• [TEKS HASIL EKSTRAKSI]:
Menggugat Kemanusiaan dan Integritas Kepolisian RI

(Ilustrasi)


(Sebuah kritik bagi penegakan hukum dalam wilayah Polda NTT)

Akhir-akhir ini institusi Kepolisian Republik Indonesia (Polri) di bawah Pimpinan Kapolri Jenderal Idham Aziz patut diberikan apresiasi. Spirit Polri yang melindungi, mengayomi dan melayani kian hari semakin "sedikit" dirasakan oleh masyarakat.

Khusus dalam masa pandemi covid-19, Institusi Polri dan TNI menjalakan tugas sebagai garda terdepan dalam upaya mitigasi melalui kampanye pencegahan covid-19 untuk membangkitkan kesadaran masyarakat memutus mata rantai penularan virus corona ini, maupun Polri hadir dalam tindakan nyata memberikan bantuan sembako kepada masyarakat kecil, misalnya yang dilakukan oleh dua personal Polda NTT Bripda IF (19) dan Bripda NK (21) seorang Polwan yang bertugas di Polda NTT. (Catatan: Mungkin masih banyak anggota Polri yang melakukan tindakan yang sama tapi tidak terpublikasi ke media)

• [ENTRI DATA]:
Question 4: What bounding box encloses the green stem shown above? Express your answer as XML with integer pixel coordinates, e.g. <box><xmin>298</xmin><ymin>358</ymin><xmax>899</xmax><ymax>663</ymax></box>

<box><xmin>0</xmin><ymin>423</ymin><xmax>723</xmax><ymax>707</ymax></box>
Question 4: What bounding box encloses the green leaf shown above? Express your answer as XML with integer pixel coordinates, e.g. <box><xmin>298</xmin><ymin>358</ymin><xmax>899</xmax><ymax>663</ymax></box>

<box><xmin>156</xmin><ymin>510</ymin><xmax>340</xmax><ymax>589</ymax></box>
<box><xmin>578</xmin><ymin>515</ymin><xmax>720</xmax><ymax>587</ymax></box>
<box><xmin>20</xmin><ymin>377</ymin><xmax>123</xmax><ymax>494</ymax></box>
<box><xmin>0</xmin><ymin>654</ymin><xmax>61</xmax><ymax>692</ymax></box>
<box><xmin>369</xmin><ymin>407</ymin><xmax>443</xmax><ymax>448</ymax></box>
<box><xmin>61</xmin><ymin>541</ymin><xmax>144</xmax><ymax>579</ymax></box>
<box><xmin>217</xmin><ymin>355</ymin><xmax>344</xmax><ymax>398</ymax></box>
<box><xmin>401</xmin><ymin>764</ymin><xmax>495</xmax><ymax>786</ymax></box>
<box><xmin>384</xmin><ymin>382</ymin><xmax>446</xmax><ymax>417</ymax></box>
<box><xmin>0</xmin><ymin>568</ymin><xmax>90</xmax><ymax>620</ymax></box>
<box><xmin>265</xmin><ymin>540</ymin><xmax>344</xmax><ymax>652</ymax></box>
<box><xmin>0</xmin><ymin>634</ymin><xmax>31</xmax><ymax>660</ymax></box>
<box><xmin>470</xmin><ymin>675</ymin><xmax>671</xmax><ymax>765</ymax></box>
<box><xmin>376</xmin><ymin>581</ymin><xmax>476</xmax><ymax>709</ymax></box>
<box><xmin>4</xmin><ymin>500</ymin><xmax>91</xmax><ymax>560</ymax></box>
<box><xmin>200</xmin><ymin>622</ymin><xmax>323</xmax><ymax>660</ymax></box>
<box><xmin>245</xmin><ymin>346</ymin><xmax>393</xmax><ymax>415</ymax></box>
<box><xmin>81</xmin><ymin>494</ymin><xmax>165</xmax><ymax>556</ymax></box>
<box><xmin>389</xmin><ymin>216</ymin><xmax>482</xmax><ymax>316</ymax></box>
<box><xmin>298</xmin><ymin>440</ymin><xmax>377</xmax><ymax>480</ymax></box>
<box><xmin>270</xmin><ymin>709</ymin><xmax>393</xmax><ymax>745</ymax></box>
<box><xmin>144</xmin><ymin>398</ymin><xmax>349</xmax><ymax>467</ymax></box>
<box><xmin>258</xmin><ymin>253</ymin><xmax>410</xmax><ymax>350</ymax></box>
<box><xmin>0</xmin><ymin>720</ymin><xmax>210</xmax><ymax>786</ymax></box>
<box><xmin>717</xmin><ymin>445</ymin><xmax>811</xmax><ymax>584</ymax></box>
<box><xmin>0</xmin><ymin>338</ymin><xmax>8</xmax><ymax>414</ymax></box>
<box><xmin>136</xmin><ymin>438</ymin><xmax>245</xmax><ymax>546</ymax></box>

• [PETUNJUK LATIHAN]:
a – Tentukan apakah setiap pernyataan berikut sesuai dengan tulisan tentang Polri. Jawab ya atau tidak, lalu kutip persis kata-kata penentunya.
(i) Kapolri yang disebut dalam tulisan adalah Jenderal Idham Aziz.
(ii) Bripda NK berusia 19 tahun.
(iii) Polri memberikan bantuan sembako kepada masyarakat kecil.
b – Salin dengan tepat bagian tulisan tentang Polri yang dibuka dengan kata-kata "Menggugat Kemanusiaan dan" dan ditutup dengan "dirasakan oleh masyarakat.".
c – Teruskan tulisan tentang Polri mulai dari bagian terakhirnya.
Entri di atas adalah bahan terpisah dari tulisan tentang Polri.

• [JAWABAN TUGAS]:
a –
(i) Ya: "di bawah Pimpinan Kapolri Jenderal Idham Aziz"
(ii) Tidak: "Bripda IF (19) dan Bripda NK (21)"
(iii) Ya: "Polri hadir dalam tindakan nyata memberikan bantuan sembako kepada masyarakat kecil"

b –
Menggugat Kemanusiaan dan Integritas Kepolisian RI

(Ilustrasi)


(Sebuah kritik bagi penegakan hukum dalam wilayah Polda NTT)

Akhir-akhir ini institusi Kepolisian Republik Indonesia (Polri) di bawah Pimpinan Kapolri Jenderal Idham Aziz patut diberikan apresiasi. Spirit Polri yang melindungi, mengayomi dan melayani kian hari semakin "sedikit" dirasakan oleh masyarakat.

c –
Namun dibalik apresiasi publik terhadap kinerja dan prestasi ini, animo publik khususnya masyarakat Nusa Tenggara Timur (NTT) terus menggugat integritas institusi Polri dalam hal tindakan yang menampilkan pendekatan kemanusiaan (Human aprroach).

Bagaimana tidak, dalam rentang waktu yang bersamaan, dalam pekan ini telah terjadi tindakan tidak manusiawi yang ditunjukkan oleh "Oknum-oknum Polisi" di dua Kepolisian Resort (Polres) yang berbeda.

PERTAMA, kasus yang terjadi di Kecamatan Biboki Anleu, Kabupaten TTU pada Senin (27/04/2020). Kasus ini menimpa salah satu pelajar SMA, berinisial EF yang diduga dikeroyok dan dianiaya oleh 5 (lima) oknum anggota Polres TTU yang menyebabkan korban EF harus dirawat di RS. Leona Kefamanenu akibat memar dan  luka di wajahnya.

KEDUA, kasus yang sama yaitu tindakan pengeroyokkan dan penganiayaan oleh anggota Polresta Kota Kupang terhadap FR (43) seorang warga Kec. Maulafa, Kota Kupang yang diduga korban FR adalah pelaku penjambretan (pencuri) HP. Setelah dikonfirmasi kepada pemilik HP (korban yang HPnya hilang) ternyata FR bukan pelakunya. Akhirnya korban FR dilepaskan pulang ke rumah dengan wajah yang memar.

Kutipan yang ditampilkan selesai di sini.